* start *
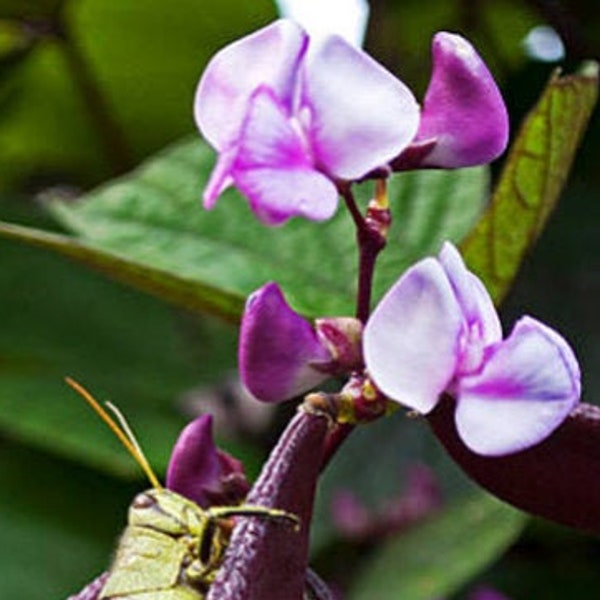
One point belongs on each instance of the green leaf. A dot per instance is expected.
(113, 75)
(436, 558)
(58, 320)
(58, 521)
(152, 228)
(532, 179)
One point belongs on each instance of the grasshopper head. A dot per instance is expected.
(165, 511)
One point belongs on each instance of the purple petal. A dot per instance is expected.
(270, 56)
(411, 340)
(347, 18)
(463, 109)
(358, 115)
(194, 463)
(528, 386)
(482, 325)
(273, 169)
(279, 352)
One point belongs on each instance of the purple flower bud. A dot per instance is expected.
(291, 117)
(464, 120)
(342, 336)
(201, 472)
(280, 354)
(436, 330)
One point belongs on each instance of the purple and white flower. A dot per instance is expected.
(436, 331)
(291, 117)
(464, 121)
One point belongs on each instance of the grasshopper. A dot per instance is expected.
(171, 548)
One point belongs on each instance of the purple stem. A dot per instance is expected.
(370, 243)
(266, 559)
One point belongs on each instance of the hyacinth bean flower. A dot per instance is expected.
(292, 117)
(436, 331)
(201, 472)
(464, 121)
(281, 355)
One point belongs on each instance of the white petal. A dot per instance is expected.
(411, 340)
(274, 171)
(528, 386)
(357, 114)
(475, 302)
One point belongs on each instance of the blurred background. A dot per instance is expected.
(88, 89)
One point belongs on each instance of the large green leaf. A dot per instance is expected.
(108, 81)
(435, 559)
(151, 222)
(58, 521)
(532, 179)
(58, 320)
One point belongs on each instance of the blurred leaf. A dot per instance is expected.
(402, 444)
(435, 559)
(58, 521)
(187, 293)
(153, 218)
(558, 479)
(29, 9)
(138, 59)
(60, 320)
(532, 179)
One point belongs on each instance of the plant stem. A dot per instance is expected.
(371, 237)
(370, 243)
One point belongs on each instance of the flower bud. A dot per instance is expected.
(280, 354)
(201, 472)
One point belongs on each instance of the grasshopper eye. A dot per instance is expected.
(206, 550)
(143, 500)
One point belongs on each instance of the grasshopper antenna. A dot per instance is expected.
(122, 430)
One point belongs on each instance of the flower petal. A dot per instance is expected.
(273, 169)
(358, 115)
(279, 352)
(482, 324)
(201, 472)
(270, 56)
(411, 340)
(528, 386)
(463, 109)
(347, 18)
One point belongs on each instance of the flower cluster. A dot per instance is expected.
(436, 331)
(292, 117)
* end *
* start *
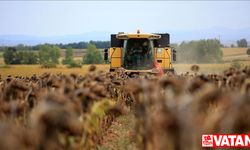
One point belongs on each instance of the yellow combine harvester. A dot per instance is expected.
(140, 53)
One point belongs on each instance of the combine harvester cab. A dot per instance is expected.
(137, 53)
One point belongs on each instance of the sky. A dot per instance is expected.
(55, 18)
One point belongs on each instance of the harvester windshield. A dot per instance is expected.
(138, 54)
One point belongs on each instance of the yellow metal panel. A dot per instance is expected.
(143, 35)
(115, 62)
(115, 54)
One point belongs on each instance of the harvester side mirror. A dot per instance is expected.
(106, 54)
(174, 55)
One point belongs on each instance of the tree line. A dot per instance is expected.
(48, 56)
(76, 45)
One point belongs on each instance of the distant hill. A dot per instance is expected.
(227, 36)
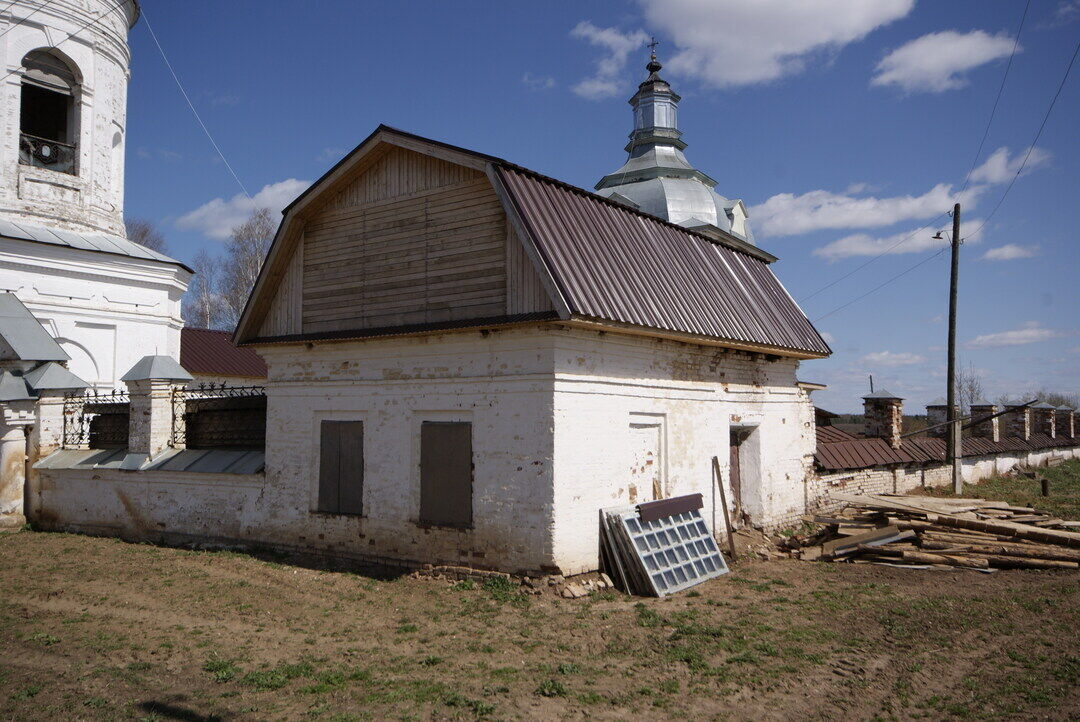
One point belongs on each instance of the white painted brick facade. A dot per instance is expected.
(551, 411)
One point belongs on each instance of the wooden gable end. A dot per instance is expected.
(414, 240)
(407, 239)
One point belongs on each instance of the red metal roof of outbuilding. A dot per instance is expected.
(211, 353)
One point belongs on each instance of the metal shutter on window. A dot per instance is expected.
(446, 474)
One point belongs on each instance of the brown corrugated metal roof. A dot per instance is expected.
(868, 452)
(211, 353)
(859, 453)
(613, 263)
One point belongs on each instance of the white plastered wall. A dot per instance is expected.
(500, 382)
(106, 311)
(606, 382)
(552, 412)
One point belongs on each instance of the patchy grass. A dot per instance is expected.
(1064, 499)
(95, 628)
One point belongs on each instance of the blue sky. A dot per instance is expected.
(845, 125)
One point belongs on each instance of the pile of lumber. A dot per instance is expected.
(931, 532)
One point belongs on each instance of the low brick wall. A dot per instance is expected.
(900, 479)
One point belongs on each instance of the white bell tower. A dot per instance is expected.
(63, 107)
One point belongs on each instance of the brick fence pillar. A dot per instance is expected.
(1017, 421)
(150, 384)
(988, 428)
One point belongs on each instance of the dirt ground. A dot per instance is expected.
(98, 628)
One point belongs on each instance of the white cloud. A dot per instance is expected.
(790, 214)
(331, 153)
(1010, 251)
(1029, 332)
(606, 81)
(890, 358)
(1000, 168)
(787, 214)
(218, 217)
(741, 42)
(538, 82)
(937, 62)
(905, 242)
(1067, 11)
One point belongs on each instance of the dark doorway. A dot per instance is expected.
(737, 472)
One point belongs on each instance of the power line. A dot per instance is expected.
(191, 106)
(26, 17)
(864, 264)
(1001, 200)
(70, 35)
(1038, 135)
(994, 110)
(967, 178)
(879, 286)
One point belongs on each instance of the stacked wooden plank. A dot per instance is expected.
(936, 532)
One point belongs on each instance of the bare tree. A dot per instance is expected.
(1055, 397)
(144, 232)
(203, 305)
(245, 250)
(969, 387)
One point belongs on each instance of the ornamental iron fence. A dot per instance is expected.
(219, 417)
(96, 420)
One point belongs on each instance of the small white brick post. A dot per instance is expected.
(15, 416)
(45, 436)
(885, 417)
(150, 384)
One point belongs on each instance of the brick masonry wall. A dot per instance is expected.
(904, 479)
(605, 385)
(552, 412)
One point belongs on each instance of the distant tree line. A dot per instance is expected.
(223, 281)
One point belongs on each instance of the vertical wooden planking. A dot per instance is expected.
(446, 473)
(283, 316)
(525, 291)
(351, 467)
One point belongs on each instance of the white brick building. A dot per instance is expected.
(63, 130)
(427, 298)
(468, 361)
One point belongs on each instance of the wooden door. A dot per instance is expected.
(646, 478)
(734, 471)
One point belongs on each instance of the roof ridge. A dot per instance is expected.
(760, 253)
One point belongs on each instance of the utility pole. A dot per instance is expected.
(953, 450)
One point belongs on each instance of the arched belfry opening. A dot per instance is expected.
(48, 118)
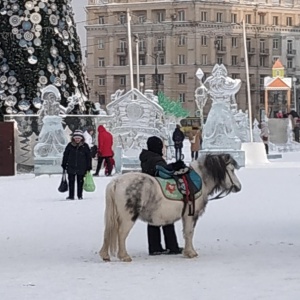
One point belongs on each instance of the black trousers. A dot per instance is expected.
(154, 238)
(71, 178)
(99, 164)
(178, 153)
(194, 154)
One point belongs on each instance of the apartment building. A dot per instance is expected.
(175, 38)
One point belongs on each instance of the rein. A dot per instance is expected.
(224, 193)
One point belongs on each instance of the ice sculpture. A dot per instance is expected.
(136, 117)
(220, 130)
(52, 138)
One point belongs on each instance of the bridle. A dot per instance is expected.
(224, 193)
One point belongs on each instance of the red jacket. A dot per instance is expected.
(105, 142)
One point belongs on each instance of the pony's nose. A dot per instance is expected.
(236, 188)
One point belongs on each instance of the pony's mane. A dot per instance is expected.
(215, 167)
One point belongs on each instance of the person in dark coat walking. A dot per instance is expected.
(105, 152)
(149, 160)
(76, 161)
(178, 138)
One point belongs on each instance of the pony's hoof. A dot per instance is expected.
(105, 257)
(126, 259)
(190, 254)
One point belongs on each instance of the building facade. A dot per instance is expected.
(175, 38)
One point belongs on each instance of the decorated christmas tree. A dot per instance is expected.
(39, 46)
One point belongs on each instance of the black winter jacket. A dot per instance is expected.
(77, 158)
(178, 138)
* end *
* start *
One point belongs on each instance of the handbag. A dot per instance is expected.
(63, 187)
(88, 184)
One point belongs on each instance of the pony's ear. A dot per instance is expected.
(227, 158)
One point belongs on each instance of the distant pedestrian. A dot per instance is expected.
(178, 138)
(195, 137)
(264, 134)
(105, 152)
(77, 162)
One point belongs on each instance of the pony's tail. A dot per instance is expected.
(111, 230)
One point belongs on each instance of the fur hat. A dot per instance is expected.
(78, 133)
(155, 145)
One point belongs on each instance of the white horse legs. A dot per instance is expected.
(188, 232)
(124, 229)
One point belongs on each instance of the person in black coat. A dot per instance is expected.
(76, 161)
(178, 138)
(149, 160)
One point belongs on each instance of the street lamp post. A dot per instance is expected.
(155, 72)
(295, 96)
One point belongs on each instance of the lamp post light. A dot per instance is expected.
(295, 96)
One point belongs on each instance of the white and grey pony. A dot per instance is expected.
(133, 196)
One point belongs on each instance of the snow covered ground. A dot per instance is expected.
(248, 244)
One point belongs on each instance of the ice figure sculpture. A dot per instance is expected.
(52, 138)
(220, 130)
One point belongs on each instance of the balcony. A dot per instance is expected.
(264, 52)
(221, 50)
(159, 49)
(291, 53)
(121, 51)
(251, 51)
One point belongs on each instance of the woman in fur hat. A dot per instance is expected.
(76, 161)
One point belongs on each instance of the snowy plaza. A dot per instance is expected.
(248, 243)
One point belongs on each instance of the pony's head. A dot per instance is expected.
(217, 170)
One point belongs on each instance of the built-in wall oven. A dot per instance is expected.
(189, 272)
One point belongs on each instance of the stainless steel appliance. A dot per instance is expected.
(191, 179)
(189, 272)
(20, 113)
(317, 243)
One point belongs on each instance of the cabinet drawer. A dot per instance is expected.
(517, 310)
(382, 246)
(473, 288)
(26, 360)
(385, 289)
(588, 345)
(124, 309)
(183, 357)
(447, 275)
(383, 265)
* end *
- _TASK TO COMPLETE_
List each line of the rows above that contains the word "harvester".

- _WRITTEN RESPONSE_
One point belongs on each instance of the yellow combine harvester. A dot per instance is expected.
One point belongs on each instance of the combine harvester cab. A dot per instance is expected.
One point belongs on each instance of the harvester windshield. A dot per instance is expected.
One point belongs on each instance of the harvester side mirror. A dot per instance is expected.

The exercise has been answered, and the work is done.